Dataset rows
☆ ☆ ☆ ☆
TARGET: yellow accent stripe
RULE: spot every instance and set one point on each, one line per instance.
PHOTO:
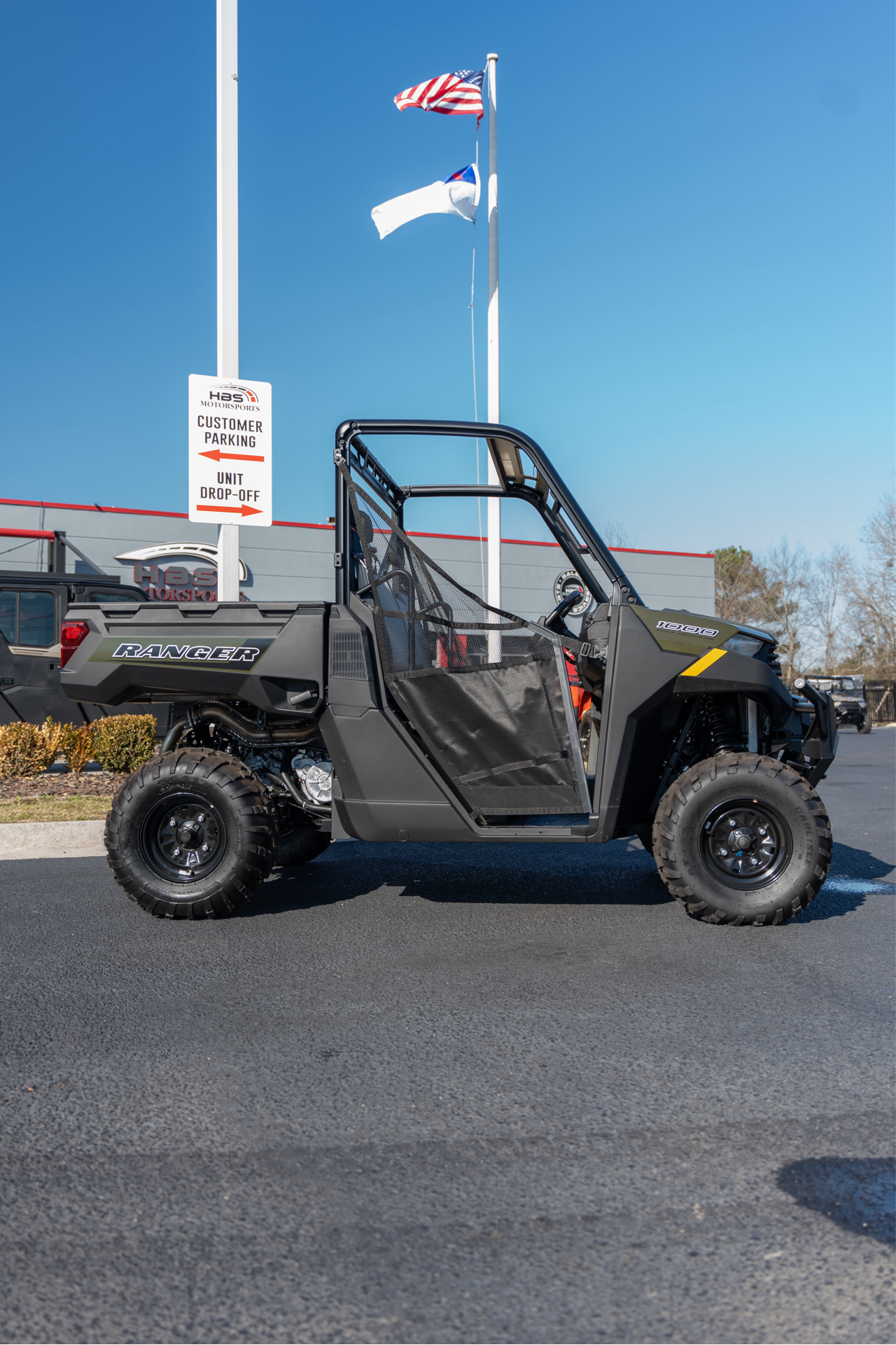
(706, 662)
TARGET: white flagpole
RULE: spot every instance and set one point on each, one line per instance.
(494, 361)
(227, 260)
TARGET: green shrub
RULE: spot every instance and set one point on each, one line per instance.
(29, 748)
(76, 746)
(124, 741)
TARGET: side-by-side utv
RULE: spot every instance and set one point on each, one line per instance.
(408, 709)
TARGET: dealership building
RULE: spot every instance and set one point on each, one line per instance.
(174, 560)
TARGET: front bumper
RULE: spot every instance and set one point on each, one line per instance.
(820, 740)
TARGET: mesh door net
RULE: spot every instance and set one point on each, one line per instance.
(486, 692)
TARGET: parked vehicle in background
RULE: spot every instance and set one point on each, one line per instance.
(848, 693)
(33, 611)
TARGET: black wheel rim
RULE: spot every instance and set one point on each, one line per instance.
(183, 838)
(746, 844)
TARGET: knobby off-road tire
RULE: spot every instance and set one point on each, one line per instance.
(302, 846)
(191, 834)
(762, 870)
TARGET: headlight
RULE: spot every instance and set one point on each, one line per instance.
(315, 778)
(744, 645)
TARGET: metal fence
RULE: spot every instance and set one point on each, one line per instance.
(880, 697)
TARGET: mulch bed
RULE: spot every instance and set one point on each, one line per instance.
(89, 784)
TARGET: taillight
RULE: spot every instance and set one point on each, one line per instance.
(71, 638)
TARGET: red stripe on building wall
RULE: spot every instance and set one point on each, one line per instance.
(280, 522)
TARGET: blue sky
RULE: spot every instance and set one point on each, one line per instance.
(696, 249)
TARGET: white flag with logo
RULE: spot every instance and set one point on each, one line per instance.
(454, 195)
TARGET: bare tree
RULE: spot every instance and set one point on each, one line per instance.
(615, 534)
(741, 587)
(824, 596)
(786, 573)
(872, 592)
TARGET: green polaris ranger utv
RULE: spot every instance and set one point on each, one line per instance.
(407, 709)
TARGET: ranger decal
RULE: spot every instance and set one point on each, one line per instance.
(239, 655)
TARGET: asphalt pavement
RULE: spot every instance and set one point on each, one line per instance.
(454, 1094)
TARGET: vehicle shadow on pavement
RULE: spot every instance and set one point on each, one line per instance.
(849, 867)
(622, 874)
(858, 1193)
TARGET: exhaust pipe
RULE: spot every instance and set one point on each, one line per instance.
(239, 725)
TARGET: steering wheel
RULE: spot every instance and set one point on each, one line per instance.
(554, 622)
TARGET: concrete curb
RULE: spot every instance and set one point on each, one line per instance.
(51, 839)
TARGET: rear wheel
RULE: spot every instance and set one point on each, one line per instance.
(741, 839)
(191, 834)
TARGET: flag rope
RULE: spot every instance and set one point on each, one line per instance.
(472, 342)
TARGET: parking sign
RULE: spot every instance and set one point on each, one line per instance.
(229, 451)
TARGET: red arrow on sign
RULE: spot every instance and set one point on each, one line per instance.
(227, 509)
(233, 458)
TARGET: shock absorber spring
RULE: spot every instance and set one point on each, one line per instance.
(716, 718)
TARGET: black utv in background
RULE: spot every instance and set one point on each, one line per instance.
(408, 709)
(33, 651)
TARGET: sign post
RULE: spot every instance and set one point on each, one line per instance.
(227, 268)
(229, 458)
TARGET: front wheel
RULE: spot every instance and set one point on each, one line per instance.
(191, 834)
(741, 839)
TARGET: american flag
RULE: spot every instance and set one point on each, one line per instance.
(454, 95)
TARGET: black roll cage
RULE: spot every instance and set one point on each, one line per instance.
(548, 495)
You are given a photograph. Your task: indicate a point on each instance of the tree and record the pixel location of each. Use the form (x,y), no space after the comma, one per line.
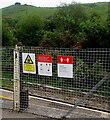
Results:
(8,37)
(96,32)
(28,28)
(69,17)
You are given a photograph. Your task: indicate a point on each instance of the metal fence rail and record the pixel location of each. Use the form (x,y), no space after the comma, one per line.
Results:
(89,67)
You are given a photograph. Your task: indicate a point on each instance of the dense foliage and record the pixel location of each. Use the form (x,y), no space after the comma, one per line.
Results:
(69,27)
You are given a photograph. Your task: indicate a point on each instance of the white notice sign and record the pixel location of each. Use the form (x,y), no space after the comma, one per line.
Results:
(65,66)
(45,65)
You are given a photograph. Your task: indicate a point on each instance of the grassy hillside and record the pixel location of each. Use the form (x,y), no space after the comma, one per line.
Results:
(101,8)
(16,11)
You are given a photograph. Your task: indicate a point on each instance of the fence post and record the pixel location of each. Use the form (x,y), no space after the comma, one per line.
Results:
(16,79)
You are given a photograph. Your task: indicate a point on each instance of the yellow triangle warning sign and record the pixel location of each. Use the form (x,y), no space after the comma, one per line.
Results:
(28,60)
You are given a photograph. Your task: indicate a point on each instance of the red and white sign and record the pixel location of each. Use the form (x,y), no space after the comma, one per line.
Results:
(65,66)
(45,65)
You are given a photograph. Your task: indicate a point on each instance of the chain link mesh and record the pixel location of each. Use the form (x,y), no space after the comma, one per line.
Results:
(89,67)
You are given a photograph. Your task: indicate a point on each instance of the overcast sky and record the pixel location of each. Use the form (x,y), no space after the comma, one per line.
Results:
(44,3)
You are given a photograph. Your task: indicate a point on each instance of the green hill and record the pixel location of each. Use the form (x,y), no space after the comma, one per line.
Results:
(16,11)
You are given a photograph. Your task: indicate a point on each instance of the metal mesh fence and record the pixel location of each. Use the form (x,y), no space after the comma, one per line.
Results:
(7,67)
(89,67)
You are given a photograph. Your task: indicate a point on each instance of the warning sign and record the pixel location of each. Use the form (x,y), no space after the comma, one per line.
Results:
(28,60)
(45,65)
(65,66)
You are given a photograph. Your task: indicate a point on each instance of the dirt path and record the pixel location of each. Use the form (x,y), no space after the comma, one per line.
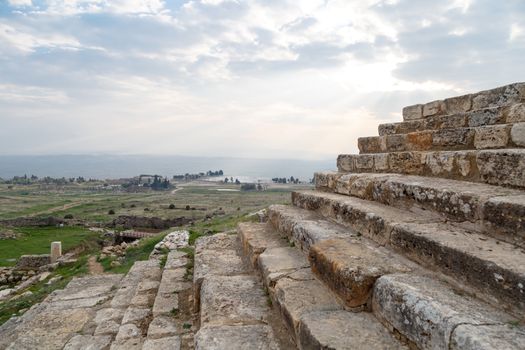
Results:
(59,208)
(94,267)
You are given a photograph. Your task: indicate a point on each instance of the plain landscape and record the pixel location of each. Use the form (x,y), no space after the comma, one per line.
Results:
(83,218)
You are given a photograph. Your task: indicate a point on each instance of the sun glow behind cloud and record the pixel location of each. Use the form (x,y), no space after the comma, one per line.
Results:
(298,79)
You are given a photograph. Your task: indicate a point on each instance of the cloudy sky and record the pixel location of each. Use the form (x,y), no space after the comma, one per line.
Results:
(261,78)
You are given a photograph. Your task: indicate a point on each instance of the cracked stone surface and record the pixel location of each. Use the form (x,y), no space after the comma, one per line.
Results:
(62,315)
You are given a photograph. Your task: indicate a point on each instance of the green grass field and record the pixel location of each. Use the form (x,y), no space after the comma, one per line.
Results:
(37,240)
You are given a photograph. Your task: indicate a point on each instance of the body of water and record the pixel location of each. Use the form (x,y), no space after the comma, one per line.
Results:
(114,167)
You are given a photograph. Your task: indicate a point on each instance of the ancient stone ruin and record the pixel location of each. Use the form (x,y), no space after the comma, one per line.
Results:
☆ ☆ ☆ ☆
Output an exact copy of the material, with the pictures removed.

» WRITTEN SOLUTION
TARGET: yellow accent stripe
RULE: spot every instance and set one point on each, one line per instance.
PHOTO:
(706, 662)
TARGET: white flagpole
RULE: spot every instance and set one point on each, one line per instance.
(494, 361)
(227, 260)
TARGET: green shrub
RULE: spot every instance and set one point on each, one line per instance.
(29, 748)
(76, 746)
(124, 741)
TARGET: side-by-side utv
RULE: spot every instance and set one point on each, one line per instance.
(408, 709)
TARGET: dealership building
RULE: spot every instance and set one point on each, one line per instance.
(174, 560)
TARGET: front bumper
RULE: spot every instance and set one point on each, one line per instance.
(820, 740)
TARGET: mesh door net
RULE: spot every instance and set one point on each, one line per instance.
(486, 692)
TARGET: parked vehicle in background
RULE: spot every instance and set one point on each, one line per instance.
(848, 693)
(33, 611)
TARGET: black wheel rim
RULE: spot every instance and set one point on each, one line per instance.
(183, 838)
(746, 844)
TARGET: knobby off-road tire
RULE: spot every instance and set one point on each, one line per instance.
(302, 846)
(191, 834)
(762, 870)
TARGET: headlight
RULE: spot every instance and set one point on each, one line per instance.
(315, 778)
(744, 645)
TARGET: metal fence
RULE: spot every instance and set one point on each, one line per instance.
(880, 697)
TARGET: mulch bed
RULE: spot every instance and set one point on each, one line per instance.
(89, 784)
TARGET: taillight
RULE: spot every instance and set one point on each, one line per instance.
(71, 638)
TARGET: red stripe on building wall
RULE: spot every instance and set one point on each, one line per instance.
(280, 522)
TARGET: blue sky
RULE: spot every instance and set one point on each, one line per instance.
(696, 249)
TARGET: white flag with logo
RULE: spot every instance and set one point on each, one line per instance.
(454, 195)
TARGET: bare tree
RULE: spot every instance and set one point on each, one line per instance.
(615, 534)
(741, 587)
(824, 596)
(786, 573)
(872, 592)
TARGET: green polaris ranger utv
RULE: spot every instance and set one point on each, one line per instance.
(407, 709)
TARGET: ranger decal
RULE: spot every instance and set one point on each, one line per instance.
(239, 655)
TARGET: asphalt pavement
RULE: spot every instance and set one point on each, one line per instance.
(454, 1094)
TARGET: vehicle shadow on pavement
RULE: spot every instance and set one point on each, one line per instance.
(849, 867)
(622, 874)
(858, 1193)
TARGET: exhaust pipe
RULE: spot every instance and set one point on each, one line per instance.
(239, 725)
TARGET: steering wheel
RULE: spot every instance and set one point on each, one line per instance.
(554, 622)
TARGET: concrete curb
RULE: spot every instance and set one point on each, one line per instance.
(51, 839)
TARGET: rear wheel
RULE: spot every instance and set one point on each, one line per instance.
(741, 839)
(191, 834)
TARGET: flag rope
RULE: spot every instance and set one point on each, one line per instance.
(472, 342)
TARGET: parking sign
RULE: spot every instance and set one point on each, one line per instance.
(229, 451)
TARGET: red arrow on sign
RULE: spot every instance and set one point on each, one line per instance.
(227, 509)
(233, 458)
TARGET: shock absorber spring
RULE: spot every instance and set one point on each, one line per instance.
(716, 718)
TARGET: black utv in background
RULE: spot every instance and set one point on each, one line per instance.
(408, 709)
(33, 651)
TARGET: sign post
RULE: spot every instance and set one point on each, one line per instance.
(227, 268)
(229, 458)
TARGET: front wheel
RULE: spot every instance and set one point on each, one line per instance.
(191, 834)
(741, 839)
TARGET: american flag
RULE: spot every instance and set one point on each, one line per instance.
(454, 95)
TARGET: black roll cage
RULE: spot every instance and set one point on each, one line per instance.
(548, 495)
You are given a photograph. Your task: indicate a point on each instance of the tree and record the pixel location of each. Use the form (x,y), no space after the comma, one per line.
Results:
(8,37)
(96,32)
(28,28)
(69,17)
You are given a photograph. Your task: indicate a point on each instance of the metal fence rail and record the pixel location of each. Use the form (x,y), no space after the comma, one per line.
Results:
(89,67)
You are given a photograph. Your task: indicate a point on each instance of the dense foliage and record the pixel location of each. Use the form (x,y), no space after the comma, one per line.
Results:
(69,27)
You are given a photograph. Your task: indicate a point on each instance of the white notice sign and record the pixel location of each. Use the form (x,y), no space after the comma, one per line.
Results:
(65,66)
(45,65)
You are given a photograph. Your task: indicate a point on each instance of the grassy hillside and record the pixel location of each. Use the form (x,y), no space after the comma, one per line.
Results:
(101,8)
(16,11)
You are given a photograph. Your task: indicate a point on each instance of the fence post and record the pixel location of each. Use the form (x,y), no space after the comma, one per line.
Results:
(16,79)
You are given a photograph. Your task: indicate a point on each instance of the yellow triangle warning sign and record the pixel location of each. Use the form (x,y), no space after the comma, one per line.
Results:
(28,60)
You are given a photograph. Your task: indicate a point on each instance of the red and white sign and record the pixel location of each. Use the form (x,y), no space after the comma, one per line.
Results:
(65,66)
(45,65)
You are given a photograph. Your task: indicate a point on each instance of the chain link mesh and record the pixel location of each. Use the form (x,y), no space after the comma, one per line.
Results:
(89,67)
You are given a photograph. Your task: indicate a point on each instance of the overcast sky and record the pixel location of each. Use the form (x,y), no space after the comma, one per line.
Results:
(44,3)
You are given a photograph. Your task: indicate a point on each instance of the green hill and record the pixel location of each. Use the form (x,y), no space after the comma, one per line.
Results:
(16,11)
You are given a photograph. Your task: indicate a point on each instance of the metal mesh fence and record the pixel location of each. Use the form (x,y), no space after the comma, one per line.
Results:
(7,67)
(89,67)
You are given a photograph. Your task: indicate a point on each instance of the warning sign and record the pixel location of each. Use the form (x,y), no space after the comma, one per line.
Results:
(28,60)
(45,65)
(65,66)
You are given a photograph. Your task: indicate a point on each instance of the dirt path and record the pixel location of each. Use the form (x,y), no space after the comma, one per line.
Results:
(59,208)
(94,267)
You are given a photograph. Your task: indicate a point on each instance of the plain landscape and record the pixel location of each. Use the form (x,y), no space after the comma, one per line.
Results:
(83,218)
You are given a photograph. Your task: indicate a point on each instance of the sun glow behind cloud and record the pixel location of each. Use the form (x,y), no space after the comma, one per line.
Results:
(298,79)
You are given a photograph. Your task: indicate a point on each instance of the cloudy sky and record the pixel location of each. Use the form (x,y), no space after the comma, one per line.
Results:
(261,78)
You are given a photograph. Your task: indicate a point on each instance of the cracked stone surface and record the pixel location of each. Use the form (x,y), no space after the comma, one per line.
Results:
(62,315)
You are given a photograph. Your task: indicate a point on each instance of the green grass field and record the pixel location of each. Use the form (x,y), no space after the comma, one per line.
Results:
(37,240)
You are given a photograph. Your task: indicate a point on each instance of the body of water and record the pixel location of each. Use the form (x,y), no space after the comma, one per line.
Results:
(114,167)
You are given a photograph. Your task: indicate a point on each instance of the ancient stone ruin and record the pixel location of each. Use the form (x,y), no space after the comma, one per line.
Results:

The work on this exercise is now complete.